(The request) Copy the listing below in full and skip every picture.

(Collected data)
---

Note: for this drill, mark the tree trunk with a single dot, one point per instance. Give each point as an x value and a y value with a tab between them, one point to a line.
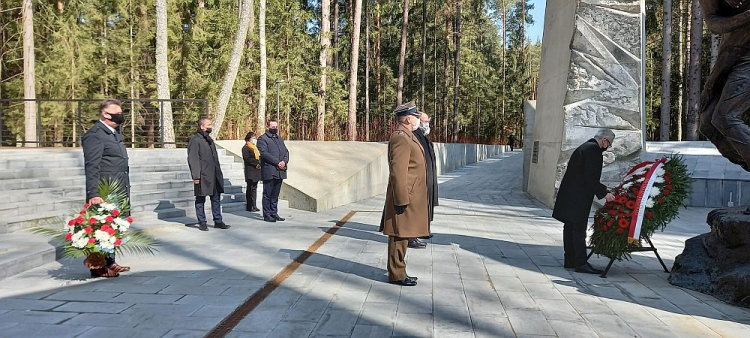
367	70
354	63
715	40
424	51
696	45
325	43
29	76
456	70
666	77
234	63
162	73
402	54
262	87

---

(Answer to this exercise)
Note: for this drill, mark the tree trunk with a single dot, one point per instance. Give each point as an x value and a y value with a tab between them, one point to a line.
367	70
354	63
715	40
424	51
696	45
325	43
29	76
456	70
666	77
234	63
162	73
402	54
262	87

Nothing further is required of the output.